→ WHAT YOU ARE ASKED TO DO
Look through the listing below, and wherever a line has the string "vertical", copy it.

→ SUPPLIED INFORMATION
= = =
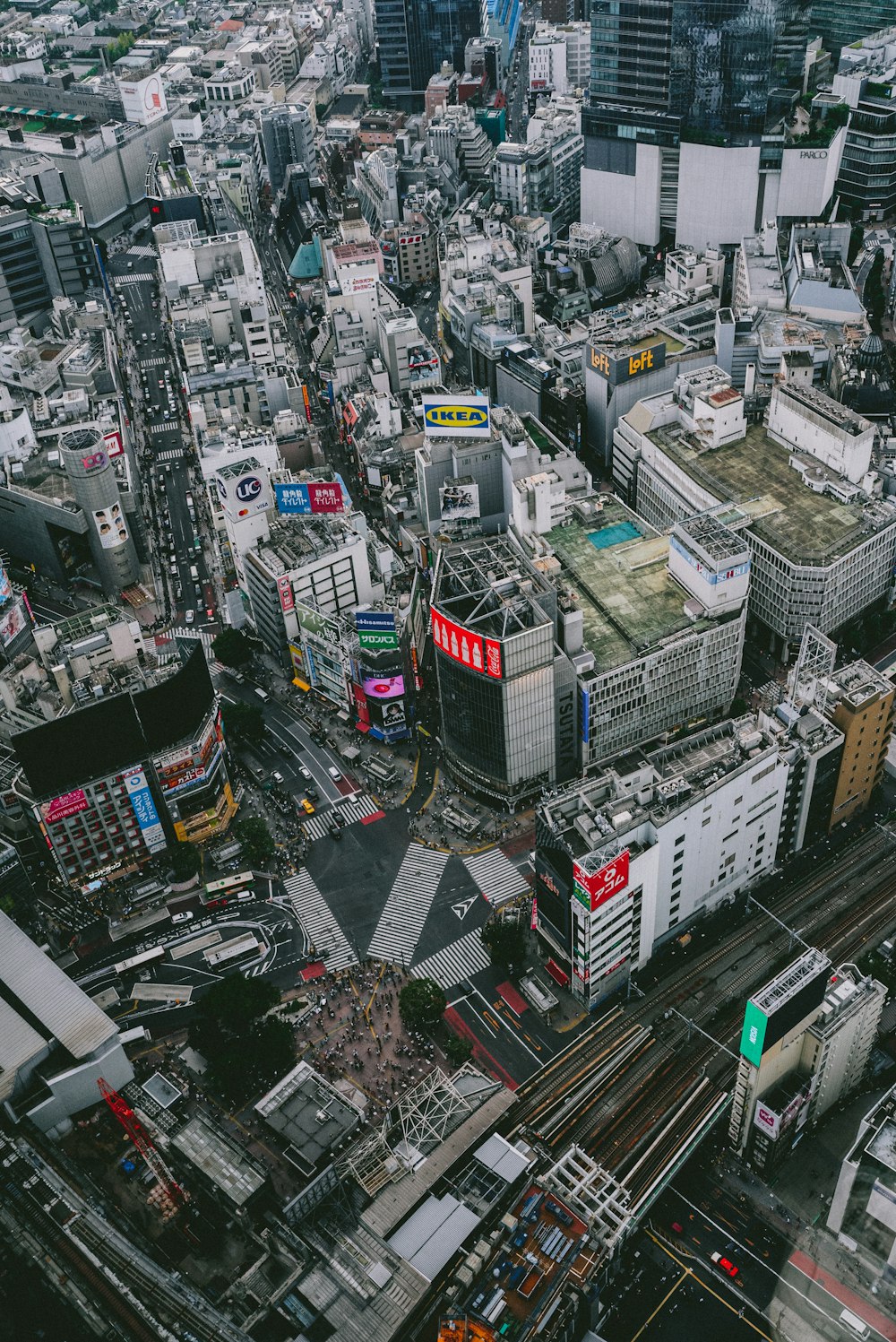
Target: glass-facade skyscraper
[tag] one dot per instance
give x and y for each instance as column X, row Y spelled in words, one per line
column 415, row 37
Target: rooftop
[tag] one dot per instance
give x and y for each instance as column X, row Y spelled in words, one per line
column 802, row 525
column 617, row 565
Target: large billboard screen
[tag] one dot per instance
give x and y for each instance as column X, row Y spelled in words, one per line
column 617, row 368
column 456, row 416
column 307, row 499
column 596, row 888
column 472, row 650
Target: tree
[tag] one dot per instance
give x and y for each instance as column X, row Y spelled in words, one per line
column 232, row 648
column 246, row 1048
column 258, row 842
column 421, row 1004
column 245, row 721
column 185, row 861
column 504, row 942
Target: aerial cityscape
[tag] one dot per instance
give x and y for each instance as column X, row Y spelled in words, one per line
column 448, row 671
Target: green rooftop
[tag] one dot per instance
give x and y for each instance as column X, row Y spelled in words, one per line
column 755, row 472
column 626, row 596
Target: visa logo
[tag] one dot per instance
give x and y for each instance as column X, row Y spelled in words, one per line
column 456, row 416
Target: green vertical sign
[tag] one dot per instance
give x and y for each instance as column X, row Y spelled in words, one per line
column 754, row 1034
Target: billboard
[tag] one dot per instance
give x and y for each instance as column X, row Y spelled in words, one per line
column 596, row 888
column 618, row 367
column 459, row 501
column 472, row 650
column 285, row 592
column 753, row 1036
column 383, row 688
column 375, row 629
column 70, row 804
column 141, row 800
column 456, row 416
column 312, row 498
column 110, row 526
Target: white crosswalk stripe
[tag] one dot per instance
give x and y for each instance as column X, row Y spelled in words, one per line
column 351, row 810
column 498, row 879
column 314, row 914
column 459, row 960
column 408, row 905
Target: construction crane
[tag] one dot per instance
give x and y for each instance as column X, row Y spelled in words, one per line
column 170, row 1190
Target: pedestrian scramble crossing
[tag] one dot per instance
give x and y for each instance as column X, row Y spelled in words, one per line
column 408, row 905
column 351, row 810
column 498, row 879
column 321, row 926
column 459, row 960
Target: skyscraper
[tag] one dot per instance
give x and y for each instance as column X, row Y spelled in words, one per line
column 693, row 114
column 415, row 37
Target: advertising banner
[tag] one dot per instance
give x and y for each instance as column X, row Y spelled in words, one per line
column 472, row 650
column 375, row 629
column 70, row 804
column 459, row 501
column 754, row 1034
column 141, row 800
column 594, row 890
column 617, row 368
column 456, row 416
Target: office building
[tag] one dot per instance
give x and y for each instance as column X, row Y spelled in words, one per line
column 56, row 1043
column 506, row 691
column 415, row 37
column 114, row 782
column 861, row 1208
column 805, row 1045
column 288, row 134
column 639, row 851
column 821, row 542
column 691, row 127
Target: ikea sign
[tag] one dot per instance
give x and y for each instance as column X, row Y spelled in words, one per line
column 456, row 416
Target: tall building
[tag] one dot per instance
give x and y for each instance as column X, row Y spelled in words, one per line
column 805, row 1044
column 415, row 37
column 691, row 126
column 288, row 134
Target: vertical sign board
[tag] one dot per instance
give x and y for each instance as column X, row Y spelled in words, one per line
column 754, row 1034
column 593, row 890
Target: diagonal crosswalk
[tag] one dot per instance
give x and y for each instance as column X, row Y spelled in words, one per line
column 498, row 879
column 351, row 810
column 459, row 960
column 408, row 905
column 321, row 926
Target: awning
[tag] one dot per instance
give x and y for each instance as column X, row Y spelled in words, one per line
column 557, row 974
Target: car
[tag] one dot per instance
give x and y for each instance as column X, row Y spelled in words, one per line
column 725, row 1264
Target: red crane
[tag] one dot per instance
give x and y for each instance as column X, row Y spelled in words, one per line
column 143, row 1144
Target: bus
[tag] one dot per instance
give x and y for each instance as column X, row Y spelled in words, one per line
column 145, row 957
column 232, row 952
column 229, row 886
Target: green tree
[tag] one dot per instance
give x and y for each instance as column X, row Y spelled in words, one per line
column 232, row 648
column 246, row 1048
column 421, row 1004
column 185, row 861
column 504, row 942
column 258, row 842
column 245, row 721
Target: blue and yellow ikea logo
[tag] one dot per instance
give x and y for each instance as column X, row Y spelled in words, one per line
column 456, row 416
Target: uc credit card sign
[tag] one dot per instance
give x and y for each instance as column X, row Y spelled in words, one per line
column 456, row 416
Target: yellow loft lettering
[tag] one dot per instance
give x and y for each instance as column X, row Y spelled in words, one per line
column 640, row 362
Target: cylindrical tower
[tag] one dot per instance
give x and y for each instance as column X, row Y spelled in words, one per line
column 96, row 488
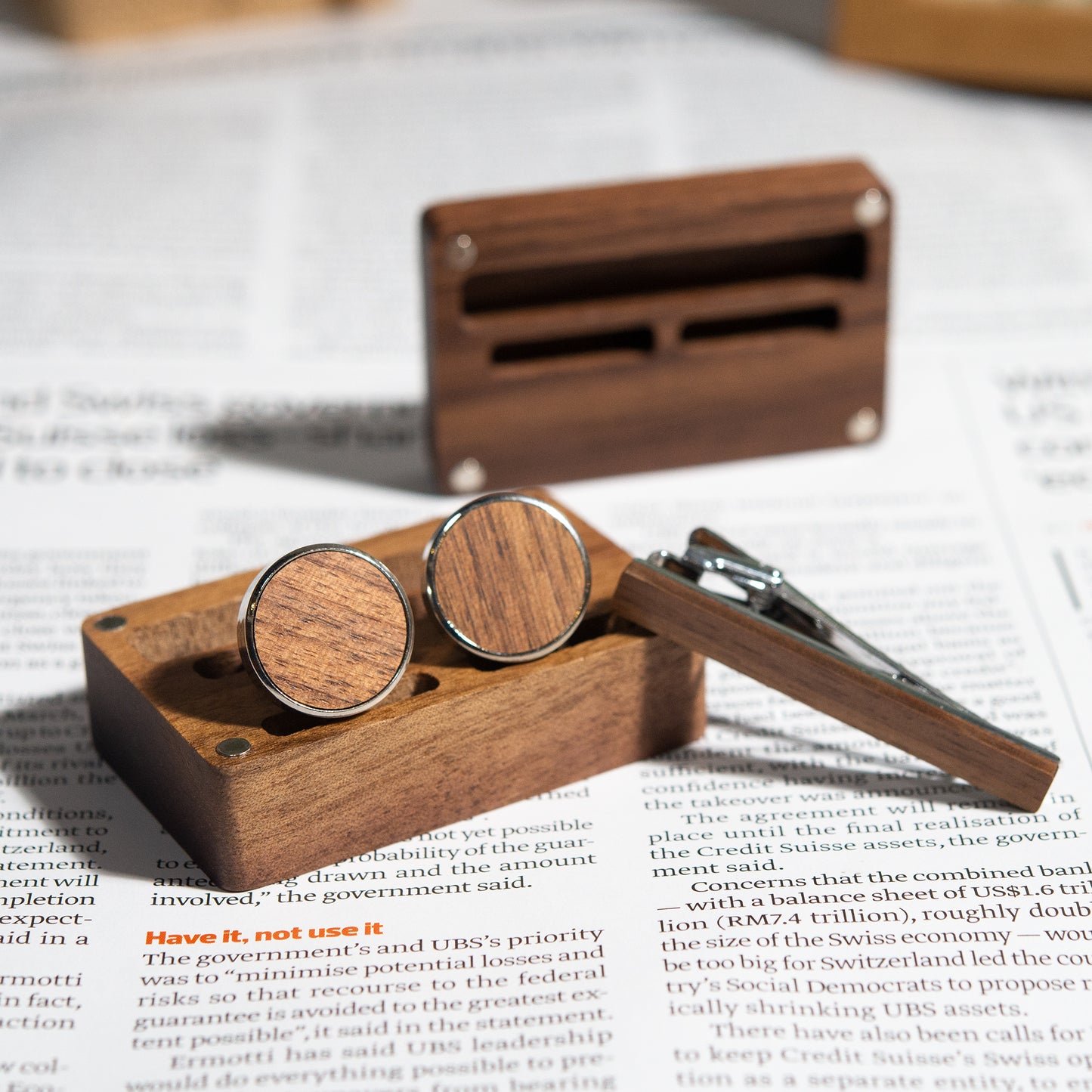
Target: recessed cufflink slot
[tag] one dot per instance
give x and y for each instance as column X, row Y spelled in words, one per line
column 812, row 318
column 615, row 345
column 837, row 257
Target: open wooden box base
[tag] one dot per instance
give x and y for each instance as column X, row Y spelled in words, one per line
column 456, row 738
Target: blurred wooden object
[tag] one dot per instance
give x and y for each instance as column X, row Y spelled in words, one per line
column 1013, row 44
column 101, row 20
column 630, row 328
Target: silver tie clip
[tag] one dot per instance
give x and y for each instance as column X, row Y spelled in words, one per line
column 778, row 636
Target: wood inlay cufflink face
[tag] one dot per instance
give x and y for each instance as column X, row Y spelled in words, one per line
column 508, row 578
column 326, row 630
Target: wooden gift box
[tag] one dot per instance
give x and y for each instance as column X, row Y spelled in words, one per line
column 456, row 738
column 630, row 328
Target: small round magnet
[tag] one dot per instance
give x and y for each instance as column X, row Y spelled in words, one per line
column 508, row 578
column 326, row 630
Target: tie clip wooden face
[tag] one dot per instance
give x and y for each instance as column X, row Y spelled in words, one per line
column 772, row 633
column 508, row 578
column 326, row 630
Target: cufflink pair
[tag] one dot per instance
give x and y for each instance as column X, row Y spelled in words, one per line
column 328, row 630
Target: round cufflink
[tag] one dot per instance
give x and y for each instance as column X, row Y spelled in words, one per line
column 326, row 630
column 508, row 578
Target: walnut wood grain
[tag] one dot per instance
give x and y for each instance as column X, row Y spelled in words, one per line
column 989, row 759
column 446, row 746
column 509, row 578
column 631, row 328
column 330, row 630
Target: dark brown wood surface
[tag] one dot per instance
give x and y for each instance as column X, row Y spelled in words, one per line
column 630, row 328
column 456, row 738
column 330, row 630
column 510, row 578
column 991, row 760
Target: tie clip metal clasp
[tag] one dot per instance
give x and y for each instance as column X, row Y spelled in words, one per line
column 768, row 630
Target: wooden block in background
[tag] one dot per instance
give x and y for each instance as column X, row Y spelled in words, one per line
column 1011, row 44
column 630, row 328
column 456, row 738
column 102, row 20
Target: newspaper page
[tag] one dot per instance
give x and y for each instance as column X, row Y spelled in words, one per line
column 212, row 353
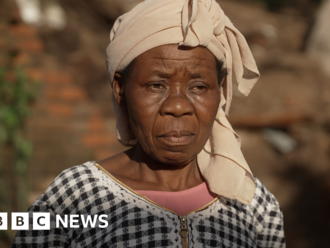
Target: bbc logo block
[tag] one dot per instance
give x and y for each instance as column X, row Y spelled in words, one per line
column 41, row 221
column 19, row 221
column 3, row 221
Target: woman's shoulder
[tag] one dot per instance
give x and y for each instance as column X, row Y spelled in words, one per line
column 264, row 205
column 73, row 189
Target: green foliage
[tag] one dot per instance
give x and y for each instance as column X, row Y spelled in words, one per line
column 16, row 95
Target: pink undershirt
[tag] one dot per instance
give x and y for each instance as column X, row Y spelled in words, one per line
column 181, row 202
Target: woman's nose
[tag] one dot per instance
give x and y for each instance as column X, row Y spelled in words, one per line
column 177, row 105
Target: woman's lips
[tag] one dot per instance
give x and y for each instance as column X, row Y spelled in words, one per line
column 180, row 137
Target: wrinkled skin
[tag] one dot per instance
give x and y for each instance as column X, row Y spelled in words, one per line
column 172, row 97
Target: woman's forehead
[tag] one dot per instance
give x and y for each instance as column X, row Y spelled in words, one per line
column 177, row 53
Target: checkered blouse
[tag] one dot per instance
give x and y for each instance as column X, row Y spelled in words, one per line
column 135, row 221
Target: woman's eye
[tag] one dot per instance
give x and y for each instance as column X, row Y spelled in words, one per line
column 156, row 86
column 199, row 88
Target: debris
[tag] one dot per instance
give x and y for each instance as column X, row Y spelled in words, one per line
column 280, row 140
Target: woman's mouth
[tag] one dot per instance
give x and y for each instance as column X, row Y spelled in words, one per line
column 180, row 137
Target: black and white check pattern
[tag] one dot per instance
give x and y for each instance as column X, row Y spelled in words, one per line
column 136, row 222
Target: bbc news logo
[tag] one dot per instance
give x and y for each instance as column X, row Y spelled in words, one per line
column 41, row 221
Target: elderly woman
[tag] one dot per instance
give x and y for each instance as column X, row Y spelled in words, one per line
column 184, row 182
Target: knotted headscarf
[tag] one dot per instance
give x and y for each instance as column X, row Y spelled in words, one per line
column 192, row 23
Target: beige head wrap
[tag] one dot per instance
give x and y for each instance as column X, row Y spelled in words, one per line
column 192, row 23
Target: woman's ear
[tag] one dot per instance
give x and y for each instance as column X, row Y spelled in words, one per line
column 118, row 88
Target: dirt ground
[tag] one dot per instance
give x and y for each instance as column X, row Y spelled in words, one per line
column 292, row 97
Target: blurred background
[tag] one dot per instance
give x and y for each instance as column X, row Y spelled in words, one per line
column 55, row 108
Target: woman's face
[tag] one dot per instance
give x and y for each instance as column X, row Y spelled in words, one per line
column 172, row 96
= = =
→ EXERCISE OUTPUT
Target: green vertical sign
Target: vertical sign board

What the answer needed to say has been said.